### SELECTED EXCERPT:
================
2014-08-21 Thread Junio C Hamano
If you ignore the clock skew between the pusher and the receiver, then
you are correct,
but otherwise not quite.  Also by specifying that as nonce, not
server-timestamp,
the receiving end has a choice in how to generate and use the nonce
value. The only
requirement on the protocol is that the pusher must parrot it literally.

On Thu, Aug 21, 2014 at 4:59 PM, David Turner dtur...@twopensource.com wrote:
 On Wed, 2014-08-20 at 12:38 -0700, Junio C Hamano wrote:
 David Turner dtur...@twopensource.com writes:

  On Wed, 2014-08-20 at 10:29 -0700, Junio C Hamano wrote:
  On Wed, Aug 20, 2014 at 9:56 AM, David Turner dtur...@twopensource.com 
  wrote:
   On Tue, 2014-08-19 at 15:06 -0700, Junio C Hamano wrote:
   Reusing the GPG signature check helpers we already have, verify
   the signature in receive-pack and give the results to the hooks
   via GIT_PUSH_CERT_{SIGNER,KEY,STATUS} environment variables.
================
### ENTRIES:
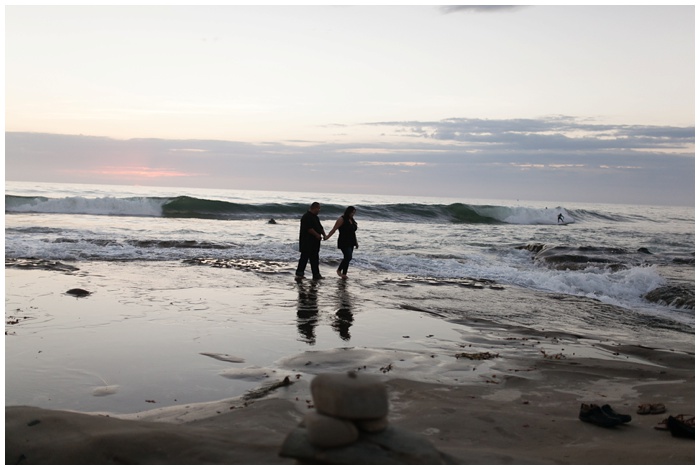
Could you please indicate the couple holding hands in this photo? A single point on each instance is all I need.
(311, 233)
================
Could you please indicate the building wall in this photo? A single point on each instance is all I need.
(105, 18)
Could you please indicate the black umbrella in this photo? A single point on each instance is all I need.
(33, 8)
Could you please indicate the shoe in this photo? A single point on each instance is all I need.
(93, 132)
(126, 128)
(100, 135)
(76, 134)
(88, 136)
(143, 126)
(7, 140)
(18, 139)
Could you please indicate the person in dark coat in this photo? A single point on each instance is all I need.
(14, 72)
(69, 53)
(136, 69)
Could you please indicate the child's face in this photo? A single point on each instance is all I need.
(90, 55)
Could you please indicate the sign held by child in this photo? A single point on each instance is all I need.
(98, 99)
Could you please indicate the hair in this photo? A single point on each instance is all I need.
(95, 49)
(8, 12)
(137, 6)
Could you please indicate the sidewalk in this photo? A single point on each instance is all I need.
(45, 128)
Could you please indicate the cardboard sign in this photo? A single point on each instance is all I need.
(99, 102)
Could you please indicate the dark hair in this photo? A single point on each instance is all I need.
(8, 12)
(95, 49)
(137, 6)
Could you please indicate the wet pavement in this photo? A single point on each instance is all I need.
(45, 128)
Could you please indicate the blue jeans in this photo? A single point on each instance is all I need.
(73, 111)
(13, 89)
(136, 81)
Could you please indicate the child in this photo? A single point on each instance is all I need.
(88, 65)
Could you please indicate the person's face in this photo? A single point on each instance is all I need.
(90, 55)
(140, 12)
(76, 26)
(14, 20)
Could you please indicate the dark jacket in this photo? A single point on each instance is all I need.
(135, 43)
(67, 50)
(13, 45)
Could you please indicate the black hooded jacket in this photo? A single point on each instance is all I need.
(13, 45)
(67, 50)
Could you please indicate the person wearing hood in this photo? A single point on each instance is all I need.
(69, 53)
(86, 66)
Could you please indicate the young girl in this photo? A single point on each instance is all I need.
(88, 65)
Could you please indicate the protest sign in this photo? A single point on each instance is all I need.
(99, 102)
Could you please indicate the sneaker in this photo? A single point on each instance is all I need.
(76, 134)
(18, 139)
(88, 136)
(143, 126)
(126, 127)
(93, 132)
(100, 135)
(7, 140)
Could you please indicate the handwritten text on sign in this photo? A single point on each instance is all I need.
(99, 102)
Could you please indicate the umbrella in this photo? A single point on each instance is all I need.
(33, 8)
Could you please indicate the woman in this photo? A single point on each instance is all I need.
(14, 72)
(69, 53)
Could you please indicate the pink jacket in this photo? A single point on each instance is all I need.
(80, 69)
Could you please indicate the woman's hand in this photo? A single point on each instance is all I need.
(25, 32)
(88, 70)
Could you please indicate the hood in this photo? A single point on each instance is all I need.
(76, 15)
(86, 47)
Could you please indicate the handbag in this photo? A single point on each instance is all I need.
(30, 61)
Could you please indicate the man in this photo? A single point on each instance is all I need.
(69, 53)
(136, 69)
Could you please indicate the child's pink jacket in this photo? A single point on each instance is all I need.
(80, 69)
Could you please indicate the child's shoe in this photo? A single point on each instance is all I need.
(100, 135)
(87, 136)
================
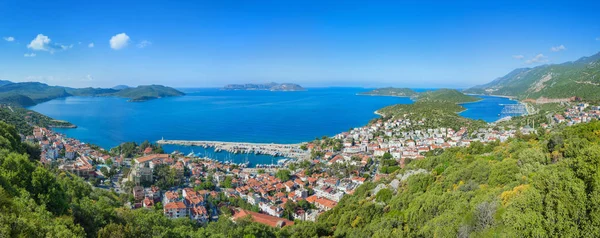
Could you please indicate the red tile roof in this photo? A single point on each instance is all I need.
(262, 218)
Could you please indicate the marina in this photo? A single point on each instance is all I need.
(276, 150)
================
### SET PROBLEM 1:
List every time of day given in the email thread excerpt.
### SET PROBLEM 2:
Write the next part of the email thread about verifying push signatures, picking up after its final line.
The rows come from a separate source and are not part of the email thread.

### WRITTEN ANSWER 1:
4:59 PM
12:38 -0700
10:29 -0700
9:56 AM
15:06 -0700

### WRITTEN ANSWER 2:
  
   Policy decisions, such as accepting or rejecting a good signature by
   a key that is not fully trusted, is left to the hook and kept
   outside of the core.
  
   If I understand correctly, the hook does not have enough information to
   make this decision, because it is missing the date from the signature.
 
  The full certificate is available to the hook so anything we can do the 
  hook
  has enough information to do ;-)  But of course we should try to make it
  easier for the hook to validate the request.
 
  Excellent, then motivated hooks can do the right thing.
 
   This might allow an old signed push to be replayed, moving the head of a
   branch to an older state (say, one lacking the latest security updates).
 
  ... with old-sha1 recorded in the certificate?
 
  That does prevent most replays, but it does not prevent resurrection of
  a deleted branch by a replay of its initial creation (nor an undo of a
  force-push to rollback).  So I think we still need timestamps, but
  parsing them out of the cert is not terrible.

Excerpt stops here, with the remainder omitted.